[Collected data entries]
---

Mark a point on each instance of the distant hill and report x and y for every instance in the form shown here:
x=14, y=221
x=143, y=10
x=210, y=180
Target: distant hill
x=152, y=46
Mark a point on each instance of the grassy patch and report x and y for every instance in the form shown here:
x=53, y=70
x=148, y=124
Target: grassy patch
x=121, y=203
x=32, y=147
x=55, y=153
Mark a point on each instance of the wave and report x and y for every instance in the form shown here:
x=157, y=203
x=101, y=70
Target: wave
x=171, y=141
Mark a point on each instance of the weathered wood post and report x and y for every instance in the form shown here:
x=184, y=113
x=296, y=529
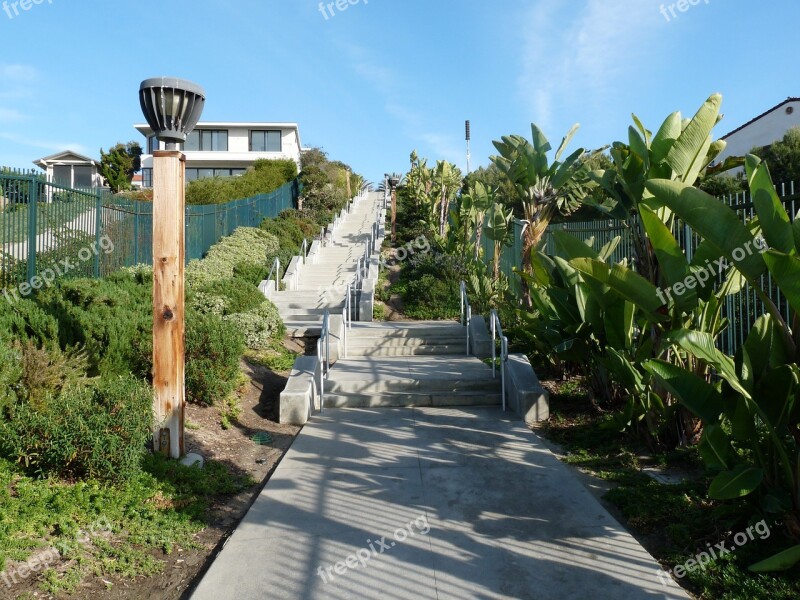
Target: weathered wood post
x=172, y=108
x=168, y=300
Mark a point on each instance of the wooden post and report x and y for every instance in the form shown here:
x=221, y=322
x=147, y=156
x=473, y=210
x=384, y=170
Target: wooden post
x=394, y=214
x=168, y=301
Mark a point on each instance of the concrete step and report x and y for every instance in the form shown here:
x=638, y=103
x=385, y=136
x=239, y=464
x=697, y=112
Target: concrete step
x=333, y=400
x=417, y=350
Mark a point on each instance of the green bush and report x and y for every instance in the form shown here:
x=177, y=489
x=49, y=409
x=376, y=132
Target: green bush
x=237, y=295
x=96, y=432
x=431, y=297
x=259, y=326
x=213, y=349
x=263, y=177
x=252, y=273
x=10, y=376
x=110, y=318
x=246, y=244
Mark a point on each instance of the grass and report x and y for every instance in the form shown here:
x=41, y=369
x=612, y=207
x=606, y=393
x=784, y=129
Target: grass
x=49, y=216
x=677, y=521
x=103, y=530
x=275, y=358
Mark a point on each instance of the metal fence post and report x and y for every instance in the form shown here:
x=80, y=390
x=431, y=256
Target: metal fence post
x=33, y=201
x=98, y=224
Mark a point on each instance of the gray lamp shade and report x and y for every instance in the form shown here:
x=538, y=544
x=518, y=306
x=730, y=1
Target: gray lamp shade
x=172, y=107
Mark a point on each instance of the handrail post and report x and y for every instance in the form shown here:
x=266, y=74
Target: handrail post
x=503, y=358
x=492, y=318
x=469, y=319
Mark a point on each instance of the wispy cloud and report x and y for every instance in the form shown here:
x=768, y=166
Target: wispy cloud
x=578, y=52
x=48, y=145
x=392, y=85
x=19, y=81
x=11, y=115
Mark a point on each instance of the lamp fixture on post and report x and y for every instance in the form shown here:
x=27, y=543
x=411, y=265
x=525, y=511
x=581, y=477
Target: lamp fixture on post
x=394, y=181
x=172, y=108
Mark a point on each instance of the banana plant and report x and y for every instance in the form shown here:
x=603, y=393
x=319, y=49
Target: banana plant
x=500, y=229
x=546, y=189
x=752, y=415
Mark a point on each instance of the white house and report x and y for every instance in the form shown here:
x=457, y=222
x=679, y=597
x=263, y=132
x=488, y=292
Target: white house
x=764, y=130
x=71, y=169
x=222, y=149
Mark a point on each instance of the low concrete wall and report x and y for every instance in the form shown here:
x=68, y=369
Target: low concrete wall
x=480, y=342
x=526, y=396
x=267, y=287
x=366, y=301
x=301, y=395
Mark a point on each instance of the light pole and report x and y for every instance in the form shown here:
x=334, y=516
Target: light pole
x=393, y=183
x=172, y=108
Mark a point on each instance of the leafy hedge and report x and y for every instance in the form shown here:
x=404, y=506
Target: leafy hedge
x=99, y=431
x=263, y=177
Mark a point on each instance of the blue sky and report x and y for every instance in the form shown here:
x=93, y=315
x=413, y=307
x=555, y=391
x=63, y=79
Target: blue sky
x=383, y=77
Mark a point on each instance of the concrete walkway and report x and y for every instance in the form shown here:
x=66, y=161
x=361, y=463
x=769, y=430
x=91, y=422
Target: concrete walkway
x=440, y=503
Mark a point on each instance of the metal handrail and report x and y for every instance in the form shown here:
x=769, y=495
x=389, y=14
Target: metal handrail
x=324, y=366
x=466, y=311
x=304, y=249
x=276, y=268
x=497, y=331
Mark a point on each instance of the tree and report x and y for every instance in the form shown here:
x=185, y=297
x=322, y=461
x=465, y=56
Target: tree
x=783, y=157
x=118, y=166
x=545, y=189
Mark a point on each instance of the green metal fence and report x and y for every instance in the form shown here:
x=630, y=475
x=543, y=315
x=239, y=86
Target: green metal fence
x=48, y=230
x=741, y=309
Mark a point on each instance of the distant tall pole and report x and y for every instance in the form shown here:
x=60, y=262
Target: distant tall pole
x=469, y=155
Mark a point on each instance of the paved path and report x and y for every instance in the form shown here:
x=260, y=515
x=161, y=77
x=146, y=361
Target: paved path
x=490, y=511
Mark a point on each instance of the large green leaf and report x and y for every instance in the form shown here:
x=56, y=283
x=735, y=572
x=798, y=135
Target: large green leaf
x=742, y=481
x=775, y=223
x=782, y=561
x=776, y=395
x=671, y=258
x=625, y=282
x=714, y=221
x=715, y=447
x=570, y=247
x=694, y=392
x=785, y=270
x=688, y=153
x=565, y=142
x=665, y=137
x=701, y=345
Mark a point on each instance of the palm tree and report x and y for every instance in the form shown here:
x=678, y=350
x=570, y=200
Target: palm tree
x=544, y=189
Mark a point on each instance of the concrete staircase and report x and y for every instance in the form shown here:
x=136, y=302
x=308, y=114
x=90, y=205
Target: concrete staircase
x=411, y=381
x=321, y=281
x=417, y=338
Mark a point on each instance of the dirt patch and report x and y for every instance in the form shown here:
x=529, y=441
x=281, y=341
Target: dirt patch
x=235, y=447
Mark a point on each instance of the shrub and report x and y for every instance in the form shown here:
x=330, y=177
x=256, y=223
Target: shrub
x=259, y=326
x=246, y=244
x=110, y=318
x=263, y=177
x=213, y=349
x=252, y=273
x=431, y=297
x=10, y=376
x=237, y=296
x=97, y=432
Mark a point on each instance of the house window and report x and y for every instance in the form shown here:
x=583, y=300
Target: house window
x=62, y=174
x=83, y=177
x=147, y=178
x=265, y=141
x=207, y=140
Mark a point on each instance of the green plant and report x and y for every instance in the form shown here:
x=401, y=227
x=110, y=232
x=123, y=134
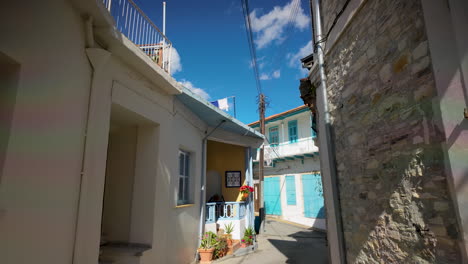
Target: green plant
x=247, y=239
x=249, y=231
x=249, y=234
x=229, y=228
x=220, y=248
x=209, y=240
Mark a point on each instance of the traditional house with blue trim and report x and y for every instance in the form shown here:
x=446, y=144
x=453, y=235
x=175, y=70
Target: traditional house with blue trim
x=293, y=184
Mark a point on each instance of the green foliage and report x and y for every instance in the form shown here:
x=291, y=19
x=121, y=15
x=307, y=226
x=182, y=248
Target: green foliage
x=249, y=235
x=209, y=240
x=229, y=228
x=249, y=231
x=221, y=248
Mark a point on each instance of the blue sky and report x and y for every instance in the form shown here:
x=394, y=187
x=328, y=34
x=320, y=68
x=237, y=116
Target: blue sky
x=214, y=58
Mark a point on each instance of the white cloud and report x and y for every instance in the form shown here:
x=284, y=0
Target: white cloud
x=264, y=76
x=270, y=27
x=198, y=91
x=275, y=75
x=176, y=65
x=294, y=58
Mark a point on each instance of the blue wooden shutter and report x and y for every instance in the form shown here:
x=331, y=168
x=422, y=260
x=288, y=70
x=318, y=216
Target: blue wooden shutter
x=274, y=135
x=292, y=127
x=313, y=125
x=291, y=190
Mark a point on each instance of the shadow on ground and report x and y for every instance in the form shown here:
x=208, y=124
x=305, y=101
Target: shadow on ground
x=302, y=246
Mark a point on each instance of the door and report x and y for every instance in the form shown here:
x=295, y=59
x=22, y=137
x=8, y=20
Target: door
x=272, y=196
x=256, y=200
x=313, y=196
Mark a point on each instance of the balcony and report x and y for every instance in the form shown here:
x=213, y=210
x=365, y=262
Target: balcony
x=131, y=21
x=304, y=147
x=220, y=214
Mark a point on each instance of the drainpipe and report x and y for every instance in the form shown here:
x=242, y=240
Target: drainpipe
x=201, y=227
x=336, y=245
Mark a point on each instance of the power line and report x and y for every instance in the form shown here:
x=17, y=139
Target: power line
x=253, y=54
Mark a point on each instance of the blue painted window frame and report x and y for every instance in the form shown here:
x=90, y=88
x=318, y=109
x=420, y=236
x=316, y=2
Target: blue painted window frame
x=292, y=131
x=313, y=133
x=290, y=189
x=273, y=135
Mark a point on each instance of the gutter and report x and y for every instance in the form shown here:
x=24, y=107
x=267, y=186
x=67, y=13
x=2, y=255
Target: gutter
x=336, y=249
x=201, y=227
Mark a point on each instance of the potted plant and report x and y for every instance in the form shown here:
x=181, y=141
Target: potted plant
x=229, y=228
x=249, y=235
x=221, y=248
x=246, y=190
x=207, y=246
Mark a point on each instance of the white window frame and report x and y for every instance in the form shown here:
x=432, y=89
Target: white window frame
x=183, y=194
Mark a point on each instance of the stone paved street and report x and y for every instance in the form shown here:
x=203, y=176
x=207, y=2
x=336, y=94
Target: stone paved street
x=286, y=243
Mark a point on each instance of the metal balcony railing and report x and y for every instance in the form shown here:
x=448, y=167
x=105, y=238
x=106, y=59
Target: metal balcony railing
x=225, y=211
x=137, y=27
x=288, y=149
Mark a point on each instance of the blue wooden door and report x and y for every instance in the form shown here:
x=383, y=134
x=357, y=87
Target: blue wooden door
x=272, y=196
x=313, y=196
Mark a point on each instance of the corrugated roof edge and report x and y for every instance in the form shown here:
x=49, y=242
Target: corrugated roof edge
x=215, y=109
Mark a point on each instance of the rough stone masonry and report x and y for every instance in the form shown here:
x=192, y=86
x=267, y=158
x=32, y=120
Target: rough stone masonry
x=393, y=191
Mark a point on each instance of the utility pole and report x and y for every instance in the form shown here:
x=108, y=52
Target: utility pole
x=261, y=110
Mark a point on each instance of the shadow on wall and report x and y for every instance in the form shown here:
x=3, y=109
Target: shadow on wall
x=309, y=245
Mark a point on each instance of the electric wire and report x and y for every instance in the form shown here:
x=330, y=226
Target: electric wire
x=253, y=54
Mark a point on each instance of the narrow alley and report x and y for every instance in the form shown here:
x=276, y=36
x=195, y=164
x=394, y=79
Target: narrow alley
x=285, y=242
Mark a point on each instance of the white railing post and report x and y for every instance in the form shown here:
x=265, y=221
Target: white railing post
x=169, y=62
x=138, y=28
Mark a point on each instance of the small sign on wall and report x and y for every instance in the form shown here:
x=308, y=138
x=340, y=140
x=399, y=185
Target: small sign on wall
x=233, y=179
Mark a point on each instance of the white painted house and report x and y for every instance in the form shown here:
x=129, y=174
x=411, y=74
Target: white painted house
x=103, y=155
x=293, y=184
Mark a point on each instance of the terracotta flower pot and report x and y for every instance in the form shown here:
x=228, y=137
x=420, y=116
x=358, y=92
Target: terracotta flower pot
x=206, y=254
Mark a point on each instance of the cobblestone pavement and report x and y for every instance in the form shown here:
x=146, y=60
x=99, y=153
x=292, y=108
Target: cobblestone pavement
x=285, y=242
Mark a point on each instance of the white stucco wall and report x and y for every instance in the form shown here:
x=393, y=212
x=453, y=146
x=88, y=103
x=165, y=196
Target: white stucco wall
x=40, y=179
x=52, y=179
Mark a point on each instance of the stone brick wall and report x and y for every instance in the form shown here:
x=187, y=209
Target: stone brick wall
x=392, y=187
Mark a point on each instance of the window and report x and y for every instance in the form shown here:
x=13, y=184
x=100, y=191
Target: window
x=274, y=135
x=292, y=128
x=184, y=178
x=291, y=190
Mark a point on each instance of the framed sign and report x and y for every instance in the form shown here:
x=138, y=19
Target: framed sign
x=233, y=179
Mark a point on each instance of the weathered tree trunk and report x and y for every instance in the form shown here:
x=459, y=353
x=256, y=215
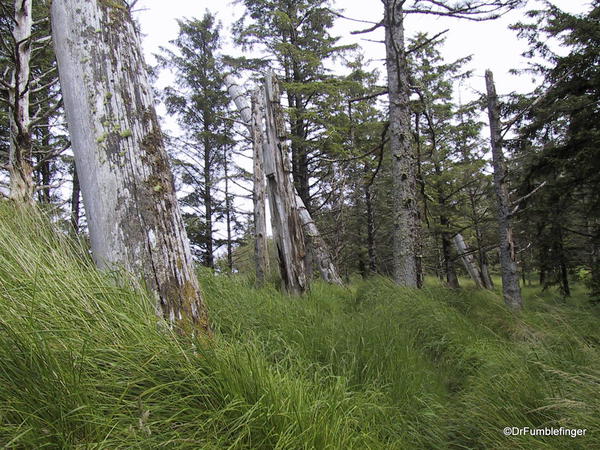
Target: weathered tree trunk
x=75, y=195
x=228, y=212
x=207, y=197
x=403, y=154
x=127, y=185
x=22, y=185
x=261, y=254
x=370, y=225
x=287, y=228
x=449, y=269
x=595, y=260
x=253, y=117
x=508, y=264
x=323, y=258
x=467, y=259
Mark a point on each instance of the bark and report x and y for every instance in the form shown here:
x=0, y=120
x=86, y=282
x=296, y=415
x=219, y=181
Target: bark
x=467, y=259
x=228, y=213
x=323, y=257
x=595, y=262
x=209, y=258
x=261, y=254
x=252, y=116
x=75, y=196
x=370, y=226
x=126, y=182
x=508, y=265
x=403, y=154
x=22, y=185
x=287, y=228
x=449, y=269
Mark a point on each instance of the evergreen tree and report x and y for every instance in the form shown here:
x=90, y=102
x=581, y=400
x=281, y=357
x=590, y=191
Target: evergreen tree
x=560, y=144
x=200, y=103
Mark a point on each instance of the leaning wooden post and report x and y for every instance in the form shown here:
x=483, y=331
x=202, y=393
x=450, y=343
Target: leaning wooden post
x=285, y=220
x=322, y=255
x=259, y=189
x=253, y=117
x=467, y=259
x=126, y=182
x=508, y=263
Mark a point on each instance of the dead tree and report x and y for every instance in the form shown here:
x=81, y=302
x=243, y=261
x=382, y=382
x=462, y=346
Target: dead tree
x=20, y=166
x=254, y=117
x=508, y=263
x=126, y=181
x=285, y=220
x=467, y=259
x=259, y=194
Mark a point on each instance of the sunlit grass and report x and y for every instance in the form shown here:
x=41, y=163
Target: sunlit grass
x=85, y=363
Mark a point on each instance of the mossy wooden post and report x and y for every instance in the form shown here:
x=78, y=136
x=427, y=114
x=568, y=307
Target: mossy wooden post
x=22, y=184
x=253, y=117
x=467, y=259
x=404, y=159
x=508, y=260
x=259, y=193
x=285, y=220
x=126, y=182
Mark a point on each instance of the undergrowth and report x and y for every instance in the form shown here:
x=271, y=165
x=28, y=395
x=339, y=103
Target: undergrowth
x=85, y=363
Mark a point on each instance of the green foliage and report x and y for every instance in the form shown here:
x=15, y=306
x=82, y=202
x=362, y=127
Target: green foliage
x=200, y=103
x=84, y=362
x=559, y=144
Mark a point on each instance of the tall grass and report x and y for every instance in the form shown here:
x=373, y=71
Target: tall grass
x=84, y=362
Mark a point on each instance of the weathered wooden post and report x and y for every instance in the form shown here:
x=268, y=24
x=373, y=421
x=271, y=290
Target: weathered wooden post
x=508, y=262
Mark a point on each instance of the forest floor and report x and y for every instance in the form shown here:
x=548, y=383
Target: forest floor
x=83, y=363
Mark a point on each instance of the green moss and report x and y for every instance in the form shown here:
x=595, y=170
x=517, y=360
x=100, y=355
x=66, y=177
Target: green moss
x=114, y=4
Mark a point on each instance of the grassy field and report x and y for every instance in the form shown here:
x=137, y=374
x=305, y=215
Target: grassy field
x=84, y=362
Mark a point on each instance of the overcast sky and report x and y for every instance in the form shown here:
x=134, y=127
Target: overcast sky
x=492, y=44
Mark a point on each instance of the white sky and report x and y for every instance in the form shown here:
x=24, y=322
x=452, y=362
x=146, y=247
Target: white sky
x=492, y=44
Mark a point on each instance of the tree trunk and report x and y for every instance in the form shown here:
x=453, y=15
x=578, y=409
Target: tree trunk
x=323, y=257
x=403, y=154
x=467, y=259
x=595, y=261
x=253, y=118
x=228, y=212
x=75, y=194
x=370, y=226
x=508, y=264
x=451, y=277
x=287, y=228
x=127, y=185
x=22, y=185
x=209, y=258
x=261, y=254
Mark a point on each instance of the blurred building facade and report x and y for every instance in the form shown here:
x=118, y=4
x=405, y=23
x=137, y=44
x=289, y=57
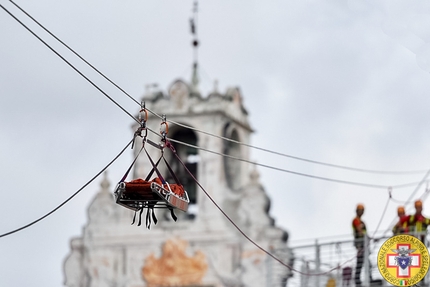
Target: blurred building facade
x=202, y=248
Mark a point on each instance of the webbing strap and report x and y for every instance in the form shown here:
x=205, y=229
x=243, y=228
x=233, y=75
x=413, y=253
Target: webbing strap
x=128, y=170
x=171, y=172
x=140, y=217
x=148, y=177
x=155, y=168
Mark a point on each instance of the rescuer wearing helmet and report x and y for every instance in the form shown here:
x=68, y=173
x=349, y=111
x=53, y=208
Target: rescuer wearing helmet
x=401, y=225
x=417, y=223
x=359, y=229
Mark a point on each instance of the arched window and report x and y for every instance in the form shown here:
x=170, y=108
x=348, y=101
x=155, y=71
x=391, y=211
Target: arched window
x=189, y=156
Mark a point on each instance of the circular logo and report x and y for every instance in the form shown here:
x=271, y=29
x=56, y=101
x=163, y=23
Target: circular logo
x=403, y=260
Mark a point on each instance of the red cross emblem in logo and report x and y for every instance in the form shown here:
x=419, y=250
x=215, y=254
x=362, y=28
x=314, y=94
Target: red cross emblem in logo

---

## DIRECTIONS
Print only the lines from the first line of the data above through the one containing "Mark a point on each instance of the concrete step", exactly as they are, with pictures omitted.

## THE COMPLETED TASK
Mark a point on each instance of the distant hill and report x and y for every instance in the form shown here:
x=14, y=221
x=143, y=10
x=210, y=180
Target: distant hill
x=152, y=46
Mark a point on each instance of the grassy patch and report x and y for every instance in the form shown here:
x=53, y=70
x=148, y=124
Target: grassy patch
x=121, y=203
x=32, y=147
x=55, y=153
Mark a point on each instance of the wave and report x and y for every instance in the form shown here:
x=157, y=203
x=101, y=70
Target: wave
x=171, y=141
Mark a point on each instance of the weathered wood post and report x and y for every instance in the form shown here:
x=184, y=113
x=296, y=529
Target: weathered wood post
x=172, y=108
x=168, y=300
Mark a point on each instance of the wooden post and report x and y for every instance in the form shown here:
x=221, y=322
x=147, y=156
x=473, y=210
x=384, y=170
Target: wooden post
x=394, y=214
x=168, y=301
Mark a point on each instance of the concrete step and report x and y for every instance in the form shown here:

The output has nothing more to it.